Work instruction: Please restate each entry word for word and leave the pictures out.
══ Exercise materials ══
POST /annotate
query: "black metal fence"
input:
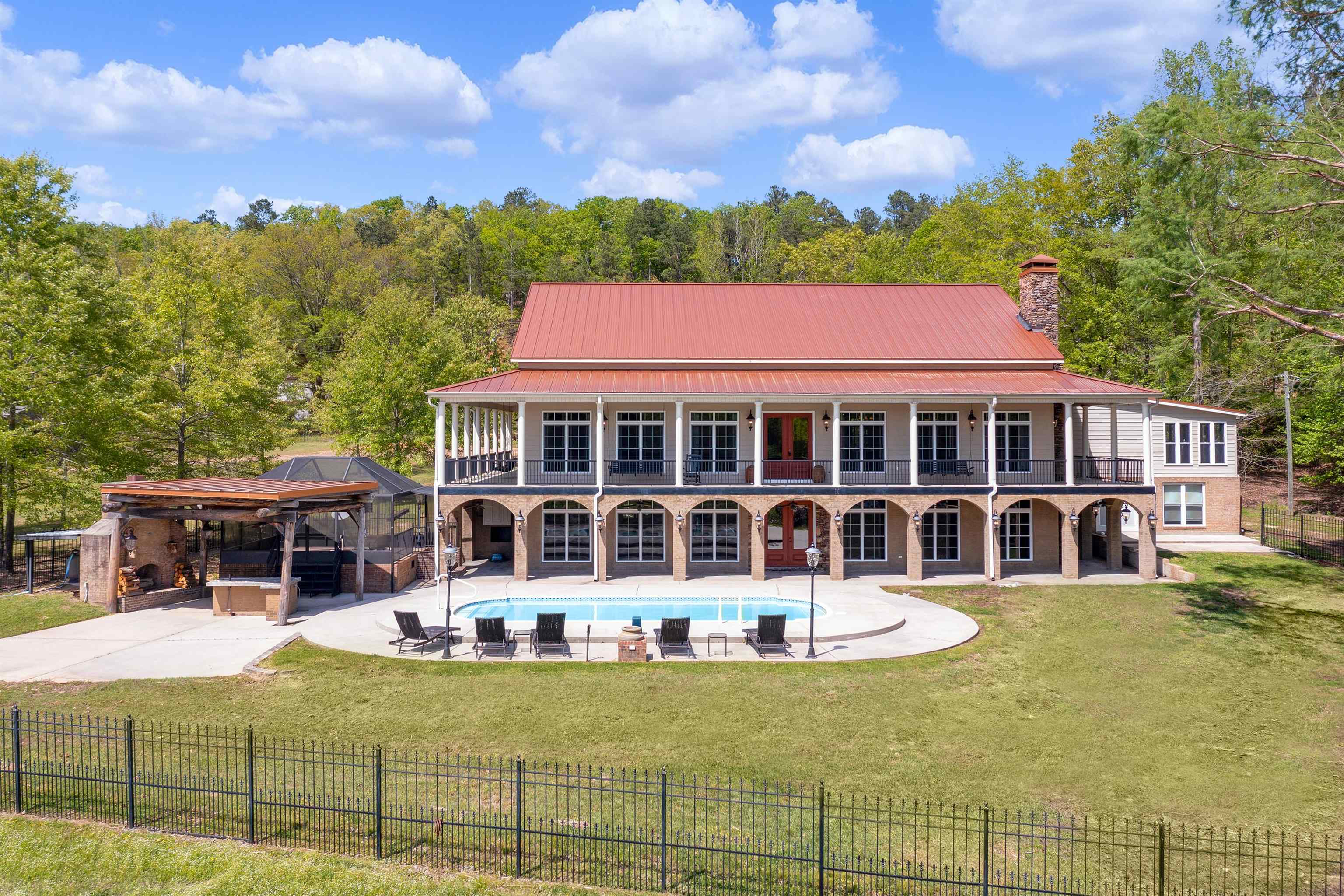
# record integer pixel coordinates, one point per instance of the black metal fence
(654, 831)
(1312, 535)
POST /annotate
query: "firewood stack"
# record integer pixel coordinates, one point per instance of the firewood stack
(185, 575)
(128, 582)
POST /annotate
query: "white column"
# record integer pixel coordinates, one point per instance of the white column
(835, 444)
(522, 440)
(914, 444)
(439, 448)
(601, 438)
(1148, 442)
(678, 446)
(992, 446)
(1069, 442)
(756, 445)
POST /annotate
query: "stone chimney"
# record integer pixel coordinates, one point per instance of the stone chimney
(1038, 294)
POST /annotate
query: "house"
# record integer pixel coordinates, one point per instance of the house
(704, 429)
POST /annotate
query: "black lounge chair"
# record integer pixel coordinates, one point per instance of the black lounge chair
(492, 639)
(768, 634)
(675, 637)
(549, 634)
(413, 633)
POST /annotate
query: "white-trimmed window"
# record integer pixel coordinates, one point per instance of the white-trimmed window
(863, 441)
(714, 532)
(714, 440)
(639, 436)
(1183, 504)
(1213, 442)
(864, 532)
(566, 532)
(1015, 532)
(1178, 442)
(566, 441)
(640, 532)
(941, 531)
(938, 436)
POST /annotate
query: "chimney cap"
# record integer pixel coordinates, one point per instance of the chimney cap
═══
Solution:
POST /annotate
query: "black metal fence"
input:
# record integer pixel coordinates, one point per instance of the black metal fence
(654, 831)
(1312, 535)
POST /annotate
query: "firewood stack"
# record integer pixel coordinates, one point per instance of the firewood stack
(185, 575)
(128, 582)
POST /annotate
query: "white column"
# record integer pixel coordinates, one point per instance of the white column
(835, 444)
(522, 440)
(914, 444)
(439, 448)
(601, 438)
(1148, 442)
(678, 446)
(992, 446)
(1069, 442)
(756, 445)
POST /annotate
query: "stone chimney"
# record integer pixel coordinates, one point per instance of the stone chimney
(1038, 294)
POST /annotate
query: "house"
# record integer pixel coordinates, one point per instance of the house
(704, 429)
POST /annotate
query: "black lounge chair"
# record integer pixel coordinates, one point per instance of the black lounge chair
(492, 639)
(768, 634)
(675, 637)
(549, 634)
(413, 633)
POST /annotate
query: "white-trimmed window"
# record integer pixel coordinates, one point per instance of the white-trimmed window
(863, 441)
(714, 532)
(714, 440)
(639, 436)
(1183, 504)
(1213, 442)
(864, 532)
(566, 532)
(1015, 532)
(1178, 442)
(566, 441)
(640, 532)
(941, 531)
(938, 436)
POST /annotate
query: "chimney cap"
# record integer pixel coordinates, one point per instance of the chimney cap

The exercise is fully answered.